== Given instruction 1 ==
In the article on validating a startup idea, why is the shift key called "Shift"?
== Given instruction 2 ==
Copy the article on validating a startup idea word for word, from "How have others" up to and including "gone before you.".
== Given instruction 3 ==
Carry on writing the article on validating a startup idea, picking up right after its last sentence.

== Passage provided ==
How to Validate your startup idea?
Your goal as a startup is to make something users love. If you do that, then you have to figure out how to get a lot more users.
But this first part is critical—think about the really successful companies of today. They all started with a product that their early users loved so much they told other people about it. If you fail to do this, you will fail. If you deceive yourself and think your users love your product when they don’t, you will still fail.
Why validate your idea?
Innovation is hard work. You’re literally trying to create something that doesn’t exist! There are no guidelines, no working templates, no business models to clone. There’s nothing. You’re on your own! It’s just you and your imagination. With those odds of course 90% of people and companies fail!
Questions to ask before starting a business
Pro tip: Solve old problems! Look at the keyboard your hands are likely hovering over right now. The shift button is called “Shift” because, since 1878, a typewriter would physically shift the register. Yet it’s still in our 2018 iPhone X’s virtual keyboard because people don’t like change.
1. Are there any competitors doing the exact same?
Are someone solving the problem right now? Do a quick google search before you spend to much on the idea and get to attached.
How have others attempted to solve this problem before, and why did their solutions succeed or fail? There’s a lot you can learn from those who have gone before you.
2. Product fit
- What problem are you solving? Solve a real problem for your users. If you can’t clearly state the problem your product or service solves, you probably don’t have a successful idea.

== Data block ==
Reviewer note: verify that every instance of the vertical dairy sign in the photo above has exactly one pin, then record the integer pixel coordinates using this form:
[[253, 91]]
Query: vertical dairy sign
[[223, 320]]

== Output 1 ==
Since 1878, a typewriter would physically shift the register.

== Output 2 ==
How have others attempted to solve this problem before, and why did their solutions succeed or fail? There’s a lot you can learn from those who have gone before you.

== Output 3 ==
- What niches have not been served/what gaps exist in the market? Try to understand what problem in the market you are trying to address or if there are gaps or niches that are not being served by anyone else. If those areas intersect with what you like, then you have hit the sweet spot.
- What are customers “hiring” today?
From the jobs-to-be-done framework.
If you have found a problem worth solving, then people are already solving it somehow (seriously, if your customers are doing nothing to solve the problem, then maybe it is not a problem worth solving). Anyway, often they already pay something to someone at some stage of the current solution. To whom do they pay and how much?
How many specific benefits for your product or idea can you list? The more you can think of, the more likely it is that you’re meeting a real need and can be successful.
Can you state, in clear language, the key features of your product or service? Not being able to easily describe the key features of your idea is a warning sign that the idea isn’t well thought out yet.
What key features does my product or service have that others will have a hard time copying? Before you go into business, you need to be very clear about what sets you apart from competitors.
How will I test and validate the product idea? Test your idea. If it works with the target audience, you can go ahead else it’s still not too late to go back to the drawing board.
3. Market fit
- What is the target market for my business? Neither is every product meant for everyone nor do companies have the time and resources to reach everyone. Zeroing in on the target market not only helps you set your marketing and development strategies in place, it also can lead to higher returns on investment in the long run.
- What is the market size? What is the current size of the market? What is the potential size of the market? Will it grow or contract? Why? How much of the market share can we conservatively take? Understanding how many people need your idea – and what they’re willing to pay for it – will help you determine whether your concept is viable.
- What are the market price points? What kind of margins should we expect in this market?
- What is my market demographic?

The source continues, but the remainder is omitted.